TEKS PILIHAN »
------------------------------------------------

Seperti juga ketika naik ke gedung kembar WTC di New York setahun sebelum hancur, naik ke Gedung 101 juga harus membayar. Sekitar Rp 100.000 per orang. Lift-nya tidak sebesar WTC New York, tapi kecepatannya dua kali lipat. Inilah lift tercepat di dunia saat ini: 1.000 meter per menit. Toshiba memenangkan tender lift supercepat ini. Harga satu lift-nya sekitar Rp 20 miliar.
Berada di lift itu kita bisa melihat displai di layar mengenai sudah berapa detik, sedang di ketinggian berapa dan di lantai mana. Meski begitu cepat, ketika berangkat tidak terasa ada kejut sama sekali. Demikian juga ketika akan berhenti di puncak gedung juga tidak ada rasa sama sekali. Lift ini memang dilengkapi antikejut dan anti-kebablasan. Hanya telinga yang pengang, sehingga saya harus beberapa kali seolah-olah menelan ludah untuk mengembalikan pendengaran menjadi normal.

------------------------------------------------

BAHAN »
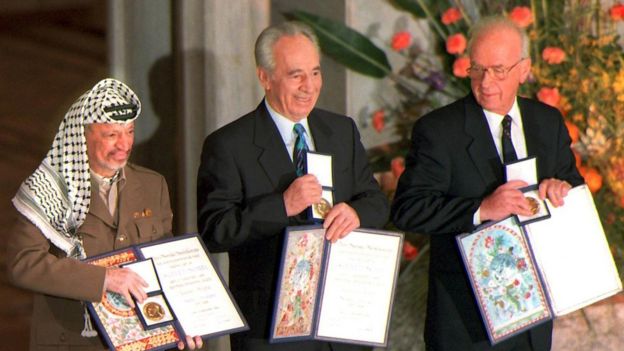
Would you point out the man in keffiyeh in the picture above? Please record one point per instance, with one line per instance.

------------------------------------------------

TUJUAN LATIHAN » Tolong sebutkan kecepatan lift di Gedung 101 menurut teks pilihan.

JAWABAN LENGKAP » Kecepatannya 1.000 meter per menit.